+++ Data listing

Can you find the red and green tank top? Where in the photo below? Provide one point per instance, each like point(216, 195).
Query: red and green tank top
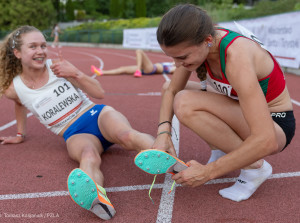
point(272, 85)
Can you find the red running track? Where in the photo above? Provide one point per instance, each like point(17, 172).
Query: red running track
point(34, 174)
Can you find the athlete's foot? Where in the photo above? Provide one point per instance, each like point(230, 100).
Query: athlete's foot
point(88, 195)
point(137, 73)
point(247, 183)
point(96, 70)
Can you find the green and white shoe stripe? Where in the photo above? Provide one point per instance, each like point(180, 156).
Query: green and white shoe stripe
point(82, 188)
point(157, 162)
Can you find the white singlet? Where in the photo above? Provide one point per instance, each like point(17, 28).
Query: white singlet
point(56, 103)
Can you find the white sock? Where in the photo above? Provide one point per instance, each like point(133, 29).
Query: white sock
point(247, 183)
point(215, 154)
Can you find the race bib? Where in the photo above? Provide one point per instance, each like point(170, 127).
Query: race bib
point(60, 106)
point(222, 88)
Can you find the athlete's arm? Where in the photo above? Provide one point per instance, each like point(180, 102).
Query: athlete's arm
point(242, 72)
point(178, 82)
point(21, 117)
point(86, 83)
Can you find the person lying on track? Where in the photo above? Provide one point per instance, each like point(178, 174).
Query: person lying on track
point(53, 92)
point(143, 66)
point(251, 116)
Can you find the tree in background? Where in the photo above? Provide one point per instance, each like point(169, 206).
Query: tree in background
point(140, 8)
point(115, 9)
point(70, 10)
point(14, 13)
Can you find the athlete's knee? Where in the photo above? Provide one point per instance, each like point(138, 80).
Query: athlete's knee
point(181, 105)
point(165, 87)
point(91, 155)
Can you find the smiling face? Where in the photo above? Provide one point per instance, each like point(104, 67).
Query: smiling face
point(33, 51)
point(187, 55)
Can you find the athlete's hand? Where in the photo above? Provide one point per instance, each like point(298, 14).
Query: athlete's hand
point(11, 140)
point(164, 142)
point(195, 175)
point(64, 68)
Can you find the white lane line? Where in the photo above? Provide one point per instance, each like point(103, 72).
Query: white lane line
point(165, 210)
point(295, 102)
point(135, 188)
point(12, 123)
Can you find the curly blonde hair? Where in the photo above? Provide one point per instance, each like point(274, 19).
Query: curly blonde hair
point(10, 65)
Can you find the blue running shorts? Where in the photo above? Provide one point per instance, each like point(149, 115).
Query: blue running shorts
point(88, 123)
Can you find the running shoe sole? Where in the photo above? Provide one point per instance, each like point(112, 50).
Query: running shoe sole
point(84, 192)
point(158, 162)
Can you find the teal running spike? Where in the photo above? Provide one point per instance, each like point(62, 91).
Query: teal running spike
point(89, 195)
point(158, 162)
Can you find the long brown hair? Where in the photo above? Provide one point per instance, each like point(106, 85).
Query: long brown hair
point(10, 65)
point(186, 23)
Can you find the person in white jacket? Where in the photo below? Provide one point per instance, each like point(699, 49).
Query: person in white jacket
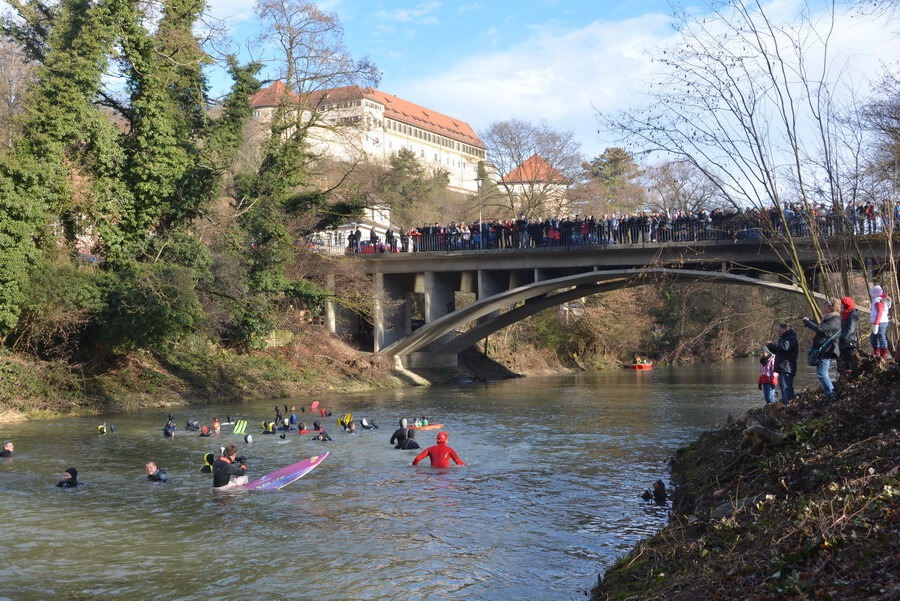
point(881, 307)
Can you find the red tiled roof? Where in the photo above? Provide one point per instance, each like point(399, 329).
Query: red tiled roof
point(395, 108)
point(270, 96)
point(534, 169)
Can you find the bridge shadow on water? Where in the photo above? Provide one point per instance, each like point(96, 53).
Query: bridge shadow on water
point(483, 368)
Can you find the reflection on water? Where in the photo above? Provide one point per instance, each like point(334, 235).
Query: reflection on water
point(549, 499)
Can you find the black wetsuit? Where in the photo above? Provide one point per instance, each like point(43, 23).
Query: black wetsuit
point(409, 442)
point(223, 470)
point(399, 435)
point(158, 476)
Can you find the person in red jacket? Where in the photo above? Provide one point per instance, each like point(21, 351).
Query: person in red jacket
point(440, 454)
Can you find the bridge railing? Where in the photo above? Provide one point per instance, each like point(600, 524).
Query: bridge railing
point(602, 233)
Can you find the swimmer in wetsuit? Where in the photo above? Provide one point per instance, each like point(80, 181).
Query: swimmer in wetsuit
point(411, 440)
point(70, 479)
point(228, 471)
point(399, 434)
point(440, 454)
point(155, 473)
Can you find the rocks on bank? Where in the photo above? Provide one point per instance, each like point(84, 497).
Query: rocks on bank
point(790, 502)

++++++

> [Problem to solve]
Lines that hold "below" are the ones to copy, so pick each out from the data.

> [Expected answer]
Can you find the red and green tank top? Where in the photo below? Provide one point per instance, each like point(216, 195).
Can you find the person in white jacket? Where in the photo below? Provide one point per instance, each like point(699, 49).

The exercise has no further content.